*Extract to read:*
------------------------------------------------------------

Thursday, July 31, 2014

More Ford fixing

So this morning we didn’t get an early start out of Shaunavon.  Despite our best intentions it was close to 8:30 by the time we got the mighty Ford harnessed up and headed north.  When we turned right on #1 at Gull Lake I opened it up a bit and we had every expectation that we would hit Regina around noon, Buchanan tonight.  The turbo was pumping out 20 to 45 pounds of boost, the AC was blasting cold air, CBC’s “The Current” was on the air – life was good.

BANG  WHOOOOOOOSSSSHHH.  “What the fuck was that?”

We rolled to a stop on the next approach where everything once again seemed normal.  The engine wasn’t missing or running rough.  It would rev up just fine.  I was certain that the gawdawful noise we had just heard had in fact come from under the hood but when I popped the hood I could see nothing amiss.  Marilyn was convinced it was a flat tire but I never seriously considered that possibility.  The only other option was the transmission which I considered a seriously long shot.  Aside from the fact that the engine appeared to be running normally when we got stopped, I wouldn’t have been surprised to find a stray piston under the hood when I opened it.  It was really that loud and that alarming a noise. But there didn’t seem to be much else to do except continue continuing on.  So we did.  For a few minutes anyway.

As soon as we pulled off the approach and put my foot in it I knew what the problem was.  I could hear the turbo whistle from under the hood and see the soot rolling out of the exhaust.  My first thought was that a hose had ruptured somewhere  and that was where our boost was going so once again I pulled onto the next approach.  This time when I opened the hood I could see where the hose coming out of the turbo had popped loose and was sitting so close to the turbo that it wasn’t immediately evident that it had moved.  But of course it wouldn’t build any boost with the hose completely loose. 

I thought “That’s weird – why the hell would it come off?”.  I got out the tools – of course everything around the turbo was piping hot – but I managed to get the hose back on.  The clamp was lying in the valley between the heads so I put it back on and tightened everything up.  Maybe a total of 15 minutes from the first loud noise and we were pulling back onto the highway with me feeling pretty smug because everything seemed  to be working again.  We only went maybe half a mile and history repeated.  It wasn’t quite as alarming the second time but it was still a very bad noise.  That time I started looking for a farmyard and we ended up pulling off the highway on a sideroad and into the first yard we came to.  The very large dog in the yard aroused the very nice lady who told us it was OK to park “over there” so we did.

------------------------------------------------------------

*Information provided:*
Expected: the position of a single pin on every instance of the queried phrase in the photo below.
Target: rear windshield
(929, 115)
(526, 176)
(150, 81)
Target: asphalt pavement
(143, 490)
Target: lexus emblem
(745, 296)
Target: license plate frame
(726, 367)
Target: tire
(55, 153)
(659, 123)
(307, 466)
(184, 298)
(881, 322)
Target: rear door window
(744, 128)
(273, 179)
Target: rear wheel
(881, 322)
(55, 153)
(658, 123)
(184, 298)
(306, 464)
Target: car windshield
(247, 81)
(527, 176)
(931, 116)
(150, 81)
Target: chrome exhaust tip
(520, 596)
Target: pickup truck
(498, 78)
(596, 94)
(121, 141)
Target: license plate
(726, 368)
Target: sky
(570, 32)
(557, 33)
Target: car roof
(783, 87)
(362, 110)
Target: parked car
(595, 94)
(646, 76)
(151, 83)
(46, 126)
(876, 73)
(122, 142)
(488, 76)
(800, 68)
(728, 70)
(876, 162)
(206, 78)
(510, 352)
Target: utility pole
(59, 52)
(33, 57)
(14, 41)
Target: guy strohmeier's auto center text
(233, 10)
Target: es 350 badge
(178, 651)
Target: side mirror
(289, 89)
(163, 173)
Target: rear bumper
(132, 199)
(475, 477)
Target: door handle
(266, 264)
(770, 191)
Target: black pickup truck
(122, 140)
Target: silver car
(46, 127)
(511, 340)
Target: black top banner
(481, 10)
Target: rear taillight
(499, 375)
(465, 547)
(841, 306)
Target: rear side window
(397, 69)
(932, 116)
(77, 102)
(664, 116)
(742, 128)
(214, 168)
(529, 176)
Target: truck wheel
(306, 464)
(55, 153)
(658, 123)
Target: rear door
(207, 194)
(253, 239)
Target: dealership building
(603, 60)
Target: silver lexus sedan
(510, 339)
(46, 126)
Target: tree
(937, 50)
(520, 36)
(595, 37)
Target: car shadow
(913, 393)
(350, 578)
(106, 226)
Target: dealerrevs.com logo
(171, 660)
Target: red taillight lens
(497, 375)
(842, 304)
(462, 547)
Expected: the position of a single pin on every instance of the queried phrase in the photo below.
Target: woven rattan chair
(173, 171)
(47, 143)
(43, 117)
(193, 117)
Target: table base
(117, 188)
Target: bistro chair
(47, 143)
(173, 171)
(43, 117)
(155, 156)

------------------------------------------------------------

*Problem:* Quote the part of the account of the Ford breakdown on the highway that opens with the words containing "So this morning" and closes with "life was good.". The lines that come after this text are separate material and have nothing to do with it.

*Full answer:*
So this morning we didn’t get an early start out of Shaunavon.  Despite our best intentions it was close to 8:30 by the time we got the mighty Ford harnessed up and headed north.  When we turned right on #1 at Gull Lake I opened it up a bit and we had every expectation that we would hit Regina around noon, Buchanan tonight.  The turbo was pumping out 20 to 45 pounds of boost, the AC was blasting cold air, CBC’s “The Current” was on the air – life was good.